### [Aim of the task]
Answer these questions from the report on trauma and dissociation work in Hungary below:
1. Who will conduct the pre-conference workshop, and on what topic?
2. At which levels of education do the authors teach structural dissociation theory?
3. In which city did the authors give two lectures in the spring of 2017, and at what conference?

### [Selected excerpt]
======

To our greatest pleasure, last year, we obtained the possibility to organize the very first ESTD conference in Hungary. Our invited speakers are Prof. Onno van der Hart and Dr. Suzette Boon, who will give a two-day conference in Debrecen on 11-12 May 2018 about the understanding, diagnosis, and treatment of complex trauma-based dissociation. Before the event, a pre-conference workshop will be conducted by Dr. Renée P. Marks on dissociation in childhood and adolescence. The conference and the preliminary workshop have already generated great interest among Hungarian colleagues as well as from professionals from countries in Eastern and Western Europe.


Besides organizing professional events, authors of this report, as university lecturers, find it also very important to integrate knowledge about complex trauma and dissociation into university courses as well. We teach childhood traumatization and basic concepts of the theory of structural dissociation at different levels, from the education of the psychology master’s programme to the training in postgraduate clinical psychology and the mental health specialization.

Last year, we presented conference lectures on complex traumatization and trauma-related dissociation at several professional forums in Hungary, while in the spring of 2017, we gladly accepted the invitation of the Romanian team to give two lectures in Timisoara at the Voices of Silence conference.

======

### [Source data]
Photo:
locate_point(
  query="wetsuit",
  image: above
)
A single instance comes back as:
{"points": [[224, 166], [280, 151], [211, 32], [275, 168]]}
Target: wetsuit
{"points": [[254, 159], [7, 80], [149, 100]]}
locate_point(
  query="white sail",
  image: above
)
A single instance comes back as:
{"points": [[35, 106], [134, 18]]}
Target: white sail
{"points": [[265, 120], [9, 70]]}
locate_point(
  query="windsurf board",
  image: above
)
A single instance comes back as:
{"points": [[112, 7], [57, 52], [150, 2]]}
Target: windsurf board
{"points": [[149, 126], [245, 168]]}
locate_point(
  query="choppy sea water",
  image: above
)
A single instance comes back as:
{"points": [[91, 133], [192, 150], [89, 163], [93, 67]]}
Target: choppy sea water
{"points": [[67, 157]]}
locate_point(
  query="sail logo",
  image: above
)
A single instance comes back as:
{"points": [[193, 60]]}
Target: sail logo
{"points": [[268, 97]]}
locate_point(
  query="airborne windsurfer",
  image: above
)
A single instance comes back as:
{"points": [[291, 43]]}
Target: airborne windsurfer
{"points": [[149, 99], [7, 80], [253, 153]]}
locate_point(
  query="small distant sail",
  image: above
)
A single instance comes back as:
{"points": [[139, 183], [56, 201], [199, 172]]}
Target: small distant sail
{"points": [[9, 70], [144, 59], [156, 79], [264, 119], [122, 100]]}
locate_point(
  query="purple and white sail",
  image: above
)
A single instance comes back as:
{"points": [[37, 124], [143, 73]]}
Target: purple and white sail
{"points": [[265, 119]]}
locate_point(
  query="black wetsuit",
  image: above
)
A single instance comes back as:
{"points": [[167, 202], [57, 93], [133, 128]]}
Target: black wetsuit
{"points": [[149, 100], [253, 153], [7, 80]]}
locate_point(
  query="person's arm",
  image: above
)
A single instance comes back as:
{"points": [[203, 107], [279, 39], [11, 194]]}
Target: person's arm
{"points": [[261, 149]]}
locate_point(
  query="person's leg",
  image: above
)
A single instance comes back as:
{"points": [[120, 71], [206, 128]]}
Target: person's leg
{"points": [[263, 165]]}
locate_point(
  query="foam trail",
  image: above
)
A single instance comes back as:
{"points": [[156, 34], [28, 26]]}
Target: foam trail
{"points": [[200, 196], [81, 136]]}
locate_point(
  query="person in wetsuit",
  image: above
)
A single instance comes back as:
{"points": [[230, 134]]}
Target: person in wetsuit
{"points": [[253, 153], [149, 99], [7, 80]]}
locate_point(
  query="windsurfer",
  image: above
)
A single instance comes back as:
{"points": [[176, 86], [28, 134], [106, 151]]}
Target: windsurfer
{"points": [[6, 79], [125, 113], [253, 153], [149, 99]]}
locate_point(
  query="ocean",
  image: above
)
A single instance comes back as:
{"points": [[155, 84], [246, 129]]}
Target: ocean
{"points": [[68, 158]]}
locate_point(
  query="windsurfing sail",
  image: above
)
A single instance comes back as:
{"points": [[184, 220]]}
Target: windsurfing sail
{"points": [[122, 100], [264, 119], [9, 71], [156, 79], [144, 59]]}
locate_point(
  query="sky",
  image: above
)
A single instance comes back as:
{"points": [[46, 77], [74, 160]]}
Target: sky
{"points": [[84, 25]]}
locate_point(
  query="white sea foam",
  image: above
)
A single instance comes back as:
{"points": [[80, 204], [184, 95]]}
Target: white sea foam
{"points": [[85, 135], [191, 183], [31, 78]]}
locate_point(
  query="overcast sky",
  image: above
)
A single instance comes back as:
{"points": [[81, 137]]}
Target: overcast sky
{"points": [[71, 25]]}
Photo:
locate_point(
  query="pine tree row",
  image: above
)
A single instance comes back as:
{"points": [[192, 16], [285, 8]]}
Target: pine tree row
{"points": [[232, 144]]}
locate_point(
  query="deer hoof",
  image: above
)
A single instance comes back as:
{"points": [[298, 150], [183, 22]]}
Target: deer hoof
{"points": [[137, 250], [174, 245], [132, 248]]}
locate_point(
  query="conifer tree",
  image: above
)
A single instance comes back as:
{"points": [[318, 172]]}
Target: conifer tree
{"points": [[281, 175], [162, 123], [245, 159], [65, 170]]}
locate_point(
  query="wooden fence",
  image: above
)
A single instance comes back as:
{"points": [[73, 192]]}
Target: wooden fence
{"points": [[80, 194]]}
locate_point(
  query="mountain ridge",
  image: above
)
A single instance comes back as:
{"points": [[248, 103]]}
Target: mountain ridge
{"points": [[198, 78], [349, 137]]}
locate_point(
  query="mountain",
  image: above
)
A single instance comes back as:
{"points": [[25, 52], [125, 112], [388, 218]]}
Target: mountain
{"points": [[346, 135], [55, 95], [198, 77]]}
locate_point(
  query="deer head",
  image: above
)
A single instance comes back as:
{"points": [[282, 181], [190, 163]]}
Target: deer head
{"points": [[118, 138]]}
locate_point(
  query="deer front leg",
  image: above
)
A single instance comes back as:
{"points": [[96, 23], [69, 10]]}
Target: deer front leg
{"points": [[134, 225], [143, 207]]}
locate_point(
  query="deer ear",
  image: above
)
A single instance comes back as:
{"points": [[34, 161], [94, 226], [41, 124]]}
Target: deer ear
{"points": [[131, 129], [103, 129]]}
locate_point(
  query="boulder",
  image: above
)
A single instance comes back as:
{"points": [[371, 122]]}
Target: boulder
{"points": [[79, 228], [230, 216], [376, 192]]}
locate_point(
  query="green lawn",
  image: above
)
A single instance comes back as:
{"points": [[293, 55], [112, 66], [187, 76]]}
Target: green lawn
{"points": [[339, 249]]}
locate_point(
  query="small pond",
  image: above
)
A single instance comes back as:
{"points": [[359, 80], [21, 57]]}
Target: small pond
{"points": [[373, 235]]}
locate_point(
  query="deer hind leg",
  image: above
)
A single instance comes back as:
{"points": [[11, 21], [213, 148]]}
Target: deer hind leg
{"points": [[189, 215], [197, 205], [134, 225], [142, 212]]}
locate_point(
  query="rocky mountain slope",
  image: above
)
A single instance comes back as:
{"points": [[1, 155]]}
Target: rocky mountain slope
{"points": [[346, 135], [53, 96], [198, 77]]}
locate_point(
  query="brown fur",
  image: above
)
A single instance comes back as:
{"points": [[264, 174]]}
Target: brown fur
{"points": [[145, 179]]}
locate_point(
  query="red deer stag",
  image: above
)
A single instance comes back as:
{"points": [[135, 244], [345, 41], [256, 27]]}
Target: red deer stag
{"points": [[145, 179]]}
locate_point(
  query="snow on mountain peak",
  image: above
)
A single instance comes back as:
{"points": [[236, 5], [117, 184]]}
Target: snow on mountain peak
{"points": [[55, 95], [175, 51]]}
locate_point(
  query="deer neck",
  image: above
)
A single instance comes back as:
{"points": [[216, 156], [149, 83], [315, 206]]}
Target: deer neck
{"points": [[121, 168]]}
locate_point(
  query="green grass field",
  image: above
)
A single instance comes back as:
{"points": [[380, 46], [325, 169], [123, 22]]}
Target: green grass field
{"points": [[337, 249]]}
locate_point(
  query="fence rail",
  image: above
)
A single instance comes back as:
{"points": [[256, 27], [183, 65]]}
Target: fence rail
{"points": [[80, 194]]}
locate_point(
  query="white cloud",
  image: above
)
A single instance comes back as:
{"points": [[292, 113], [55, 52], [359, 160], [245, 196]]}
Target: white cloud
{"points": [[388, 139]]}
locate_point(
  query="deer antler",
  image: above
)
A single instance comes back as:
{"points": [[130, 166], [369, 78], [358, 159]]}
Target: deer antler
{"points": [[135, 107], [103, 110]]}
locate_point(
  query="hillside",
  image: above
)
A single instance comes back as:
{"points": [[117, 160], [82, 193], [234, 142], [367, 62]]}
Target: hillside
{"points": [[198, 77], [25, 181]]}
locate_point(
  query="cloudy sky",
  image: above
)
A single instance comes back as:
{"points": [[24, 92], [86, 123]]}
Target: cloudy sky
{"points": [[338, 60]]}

======

### [Solution for this problem]
1. Dr. Renée P. Marks, on dissociation in childhood and adolescence.
2. The psychology master's programme, postgraduate clinical psychology training, and the mental health specialization.
3. Timisoara, at the Voices of Silence conference.